> [TEXTO EXTRAÍDO]
※
Quienes dedican su vida a la investigación consagran sus mejores esfuerzos a esa búsqueda de la verdad. La verdad objetiva es el objeto de los afanes compartidos en el espacio y en el tiempo de cuantos dedican su vida y su trabajo a saber y a generar nuevos conocimientos. Quienes empeñan sus vidas en saber no lo hacen por afán de poder ni mucho menos por obtener unas patentes que les hagan millonarios, sino que lo que realmente les mueve es el saber mismo: sus vidas están animadas por el deseo de averiguar la verdad, por el "impulso —escribió Peirce14— de penetrar en la razón de las cosas". Como ha escrito Polo, es la verdad la que encarga la tarea al pensar. La inteligencia se pone en marcha para ver si puede articular un discurso que esté de acuerdo con la verdad15.

La objetividad de la verdad está maclada con el carácter público del pensamiento, con el carácter solidario, social, del lenguaje y con el carácter razonable de la realidad. Si se sostiene que el lenguaje es vehículo del pensamiento y se está de acuerdo con Wittgenstein en que no puede haber lenguaje privado y en que sólo la comunicación con los demás nos proporciona el uso correcto de las palabras16, entonces, de la misma manera y con la misma rotundidad, ha de afirmarse que no puede haber pensamiento privado y que es la comunicación interpersonal la que proporciona también la pauta de objetividad en el ámbito cognoscitivo. Los tres elementos —pensamiento, lenguaje y mundo— se confieren sentido respectivamente en su interrelación. La comunicación interpersonal es el cauce mediante el que se establece esa constelación de sentido. Por eso la verdad es lo más comunicable, por eso la verdad es liberadora, por eso la verdad es lo que los seres humanos nos entregamos unos a otros para forjar relaciones significativas entre nosotros. Por el contrario, la concepción individualista de los seres humanos como agentes o consumidores privados, puesta en boga por Descartes y el racionalismo moderno, distorsiona tanto lo que somos que torna imposible nuestras relaciones significativas con los demás, la efectiva comprensión de nuestras relaciones y, por supuesto, la conmensuración de éstas con la verdad.
※
> [TAREAS A REALIZAR]
[1] Reproduce sin cambios el tramo del texto sobre la verdad que empieza con las palabras "Quienes dedican su" y termina con "con la verdad15.".
[2] Resume en dos oraciones el texto de arriba sobre la verdad.
※
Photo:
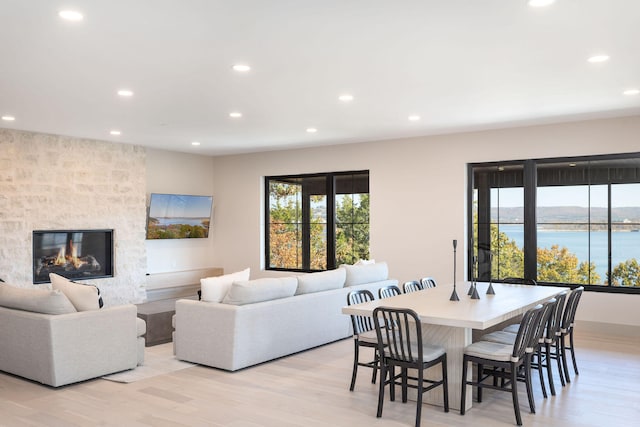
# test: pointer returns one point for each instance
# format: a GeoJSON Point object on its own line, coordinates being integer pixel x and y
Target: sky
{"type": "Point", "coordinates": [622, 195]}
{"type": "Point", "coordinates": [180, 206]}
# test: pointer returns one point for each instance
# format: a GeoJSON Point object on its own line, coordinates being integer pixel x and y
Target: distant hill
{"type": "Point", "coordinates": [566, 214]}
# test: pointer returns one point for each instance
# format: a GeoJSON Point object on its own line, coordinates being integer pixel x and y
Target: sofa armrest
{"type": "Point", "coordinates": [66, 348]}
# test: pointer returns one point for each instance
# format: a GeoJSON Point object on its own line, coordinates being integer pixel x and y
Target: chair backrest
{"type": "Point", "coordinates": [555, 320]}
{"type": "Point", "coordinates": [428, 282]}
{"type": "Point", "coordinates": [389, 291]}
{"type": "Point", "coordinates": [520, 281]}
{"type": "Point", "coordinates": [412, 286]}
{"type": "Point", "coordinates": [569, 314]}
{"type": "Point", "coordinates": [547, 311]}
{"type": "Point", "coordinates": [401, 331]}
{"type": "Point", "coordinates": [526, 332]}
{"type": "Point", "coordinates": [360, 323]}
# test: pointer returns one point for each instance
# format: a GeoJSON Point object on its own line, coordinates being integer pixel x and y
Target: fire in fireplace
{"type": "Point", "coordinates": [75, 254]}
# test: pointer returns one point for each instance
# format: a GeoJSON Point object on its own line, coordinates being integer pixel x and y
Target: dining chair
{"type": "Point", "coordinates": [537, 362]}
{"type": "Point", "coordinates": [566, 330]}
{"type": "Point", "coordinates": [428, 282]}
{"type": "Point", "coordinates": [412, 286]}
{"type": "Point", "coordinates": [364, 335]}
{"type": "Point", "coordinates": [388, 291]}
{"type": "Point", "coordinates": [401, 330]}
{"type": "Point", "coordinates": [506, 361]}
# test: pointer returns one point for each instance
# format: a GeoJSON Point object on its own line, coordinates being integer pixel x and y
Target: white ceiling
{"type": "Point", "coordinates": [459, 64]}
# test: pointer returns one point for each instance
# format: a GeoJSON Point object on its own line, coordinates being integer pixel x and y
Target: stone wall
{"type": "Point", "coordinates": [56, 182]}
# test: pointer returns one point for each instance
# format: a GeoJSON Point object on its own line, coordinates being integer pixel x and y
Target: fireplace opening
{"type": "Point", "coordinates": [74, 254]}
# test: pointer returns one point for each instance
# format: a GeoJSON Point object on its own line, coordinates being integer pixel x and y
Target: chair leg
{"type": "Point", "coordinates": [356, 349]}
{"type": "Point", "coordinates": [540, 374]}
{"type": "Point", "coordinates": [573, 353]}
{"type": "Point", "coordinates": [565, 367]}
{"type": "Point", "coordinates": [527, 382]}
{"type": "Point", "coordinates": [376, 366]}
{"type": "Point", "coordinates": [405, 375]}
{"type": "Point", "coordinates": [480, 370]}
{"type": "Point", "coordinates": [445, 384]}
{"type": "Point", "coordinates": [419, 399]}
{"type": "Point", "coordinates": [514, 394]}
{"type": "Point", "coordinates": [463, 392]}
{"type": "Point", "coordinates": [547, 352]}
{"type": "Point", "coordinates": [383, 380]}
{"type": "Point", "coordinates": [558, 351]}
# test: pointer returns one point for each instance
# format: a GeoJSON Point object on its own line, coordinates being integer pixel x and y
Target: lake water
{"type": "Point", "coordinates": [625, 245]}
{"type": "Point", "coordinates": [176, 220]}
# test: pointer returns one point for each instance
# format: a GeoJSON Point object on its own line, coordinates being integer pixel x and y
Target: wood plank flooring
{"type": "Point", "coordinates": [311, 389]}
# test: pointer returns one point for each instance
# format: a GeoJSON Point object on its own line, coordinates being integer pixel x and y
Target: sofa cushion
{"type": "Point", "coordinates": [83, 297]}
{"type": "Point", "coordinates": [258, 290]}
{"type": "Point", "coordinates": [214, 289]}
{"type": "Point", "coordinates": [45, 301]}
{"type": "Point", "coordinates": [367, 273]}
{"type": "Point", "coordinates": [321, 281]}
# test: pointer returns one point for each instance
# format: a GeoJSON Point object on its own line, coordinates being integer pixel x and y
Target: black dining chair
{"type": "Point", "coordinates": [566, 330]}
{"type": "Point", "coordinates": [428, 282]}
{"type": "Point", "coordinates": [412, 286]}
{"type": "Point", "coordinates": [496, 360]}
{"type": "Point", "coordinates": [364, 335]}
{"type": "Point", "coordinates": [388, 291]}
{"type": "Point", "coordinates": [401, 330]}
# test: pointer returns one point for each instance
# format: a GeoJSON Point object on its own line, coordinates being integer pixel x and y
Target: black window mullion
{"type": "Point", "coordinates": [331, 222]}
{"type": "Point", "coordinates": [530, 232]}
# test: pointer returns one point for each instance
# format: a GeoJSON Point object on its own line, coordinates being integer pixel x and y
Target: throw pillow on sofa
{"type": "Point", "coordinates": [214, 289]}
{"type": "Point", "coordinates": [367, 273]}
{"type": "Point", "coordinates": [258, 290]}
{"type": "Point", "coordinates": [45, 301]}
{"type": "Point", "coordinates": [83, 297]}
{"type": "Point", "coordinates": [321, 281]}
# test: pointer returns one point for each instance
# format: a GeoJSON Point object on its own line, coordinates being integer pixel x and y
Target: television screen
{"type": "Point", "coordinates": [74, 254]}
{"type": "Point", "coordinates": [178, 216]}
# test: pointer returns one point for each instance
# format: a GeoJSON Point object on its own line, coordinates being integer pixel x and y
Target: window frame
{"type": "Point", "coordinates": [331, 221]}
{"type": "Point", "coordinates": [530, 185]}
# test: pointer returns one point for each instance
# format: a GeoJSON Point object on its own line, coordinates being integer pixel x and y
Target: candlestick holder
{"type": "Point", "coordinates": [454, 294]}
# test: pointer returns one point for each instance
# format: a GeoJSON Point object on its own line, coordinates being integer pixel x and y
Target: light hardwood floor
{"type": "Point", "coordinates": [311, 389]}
※
> [RESPUESTAS DADAS]
[1]
Quienes dedican su vida a la investigación consagran sus mejores esfuerzos a esa búsqueda de la verdad. La verdad objetiva es el objeto de los afanes compartidos en el espacio y en el tiempo de cuantos dedican su vida y su trabajo a saber y a generar nuevos conocimientos. Quienes empeñan sus vidas en saber no lo hacen por afán de poder ni mucho menos por obtener unas patentes que les hagan millonarios, sino que lo que realmente les mueve es el saber mismo: sus vidas están animadas por el deseo de averiguar la verdad, por el "impulso —escribió Peirce14— de penetrar en la razón de las cosas". Como ha escrito Polo, es la verdad la que encarga la tarea al pensar. La inteligencia se pone en marcha para ver si puede articular un discurso que esté de acuerdo con la verdad15.

[2] Quienes dedican su vida a la investigación no buscan poder ni riqueza, sino el saber mismo, movidos por el deseo de averiguar la verdad. La objetividad de la verdad está unida al carácter público del pensamiento y al carácter social del lenguaje, de modo que no puede haber pensamiento privado, y la concepción individualista difundida por Descartes y el racionalismo moderno hace imposibles las relaciones significativas con los demás.